§ Задание A
Перепишите часть отрывка о феноменологическом описании, которая начинается со слов «Поскольку, безусловно, права» и заканчивается словами «есть две возможности.». В ней поставьте «поспешным» вместо «наивным».
§ Задание B
Соответствуют ли отрывку о феноменологическом описании утверждения ниже? Ответьте «да» или «нет» на каждое и приведите решающие слова отрывка в точной цитате.
(i) Автор допускает, что правы могут оказаться обе спорящие стороны.
(ii) По словам автора, анализ склонен подменять целое суммой частей.
(iii) Мимолетные эмоциональные переживания названы совместимыми с теоретической установкой.

§ Отрывок
□ □ □ □ □

Как возможны такие противоречия? Как могут возникать ошибки в чистом описании данности и как мы должны себя вести, чтобы избежать этих ошибок?
Поскольку, безусловно, права может быть только одна из спорящих сторон (предполагать, что в сознании одной стороны присутствует нечто, отсутствующее в сознании другой, было бы несколько наивным решением спора), мы должны прежде всего предположить в общем виде, что желание, намерение, задача определить, описать и воспроизвести словами данные факты могут как-то повлиять на результат феноменологического описания, фальсифицировать его в той или иной степени. Точнее, здесь есть две возможности.
С одной стороны, желание описать данное и связанная с этим желанием, так сказать, теоретическая установка могут убрать некоторые вещи из нашего поля зрения, возможно, заставить их вообще исчезнуть, или, наоборот, создать факты для нашего сознания в том или ином смысле. Подумайте, например, о мимолетных эмоциональных переживаниях, об аффектах, которые несовместимы с такой теоретической установкой, с намерением самонаблюдения. Конечно, в широких пределах память, а возможно, и фантазия, которая не подвержена этой трудности, могут вступить здесь в игру в качестве дополнения. Или другой случай, который можно было бы здесь использовать: намерение констатировать и перечислить данное невольно приводит к анализу, расчленению, то есть к тенденции разложить то, что нам дано, на отдельные, резко очерченные факты. Но не является ли этот анализ также своего рода фальсификацией? Во-первых, имеем ли мы право описывать то, что дано нам в момент анализа, как то, что было дано раньше, когда факты были перед нами в неанализированном виде? Можно, по крайней мере, задаться этим вопросом. А с другой стороны: не могут ли некоторые вещи быть уничтожены и сведены на нет этим анализом? Целое часто больше, чем сумма его частей; но анализ имеет тенденцию подменять целое суммой частей. Так что и здесь результатом может стать то, что сама установка на чистое описание данного эскамотизирует [интерпретирует – wp] важные компоненты данного и подталкивает другие вещи на их место. Легко видеть, что здесь возникают реальные и отнюдь не незначительные трудности для феноменологического описания, которые могут привести к различиям во взглядах.

□ □ □ □ □

§ Исходные данные
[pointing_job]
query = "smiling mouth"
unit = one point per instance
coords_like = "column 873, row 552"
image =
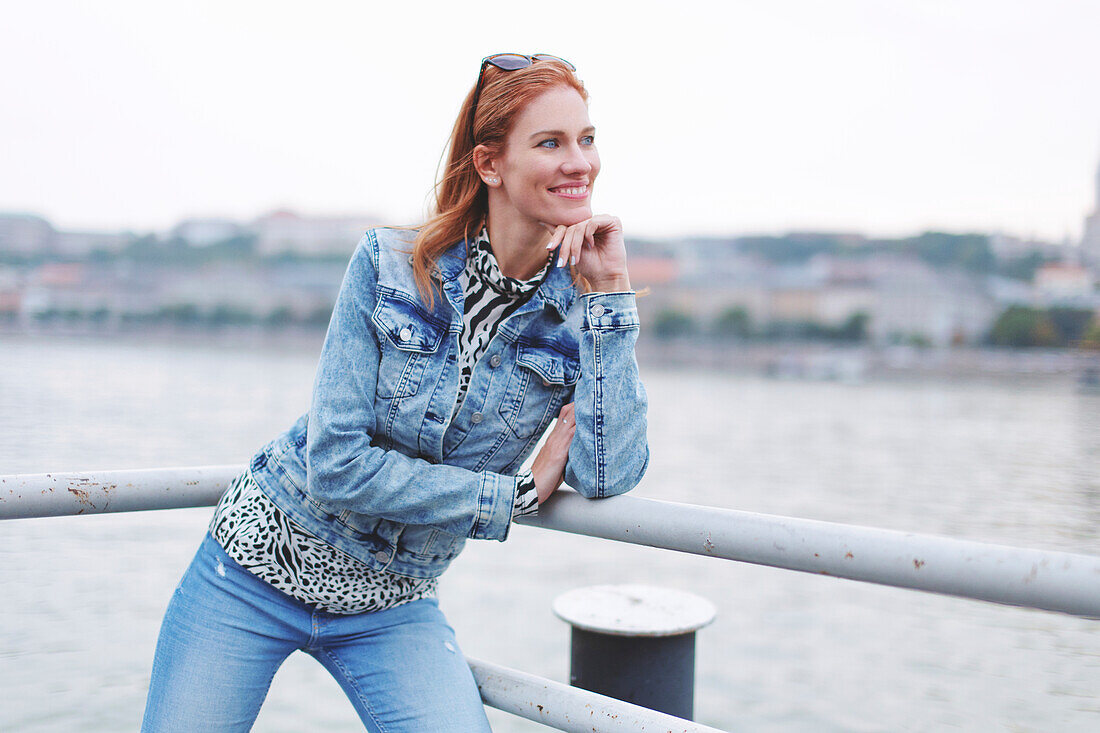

□ □ □ □ □

§ Письменный ответ A
Поскольку, безусловно, права может быть только одна из спорящих сторон (предполагать, что в сознании одной стороны присутствует нечто, отсутствующее в сознании другой, было бы несколько поспешным решением спора), мы должны прежде всего предположить в общем виде, что желание, намерение, задача определить, описать и воспроизвести словами данные факты могут как-то повлиять на результат феноменологического описания, фальсифицировать его в той или иной степени. Точнее, здесь есть две возможности.

§ Письменный ответ B
(i) Нет: «безусловно, права может быть только одна из спорящих сторон».
(ii) Да: «анализ имеет тенденцию подменять целое суммой частей».
(iii) Нет: «которые несовместимы с такой теоретической установкой».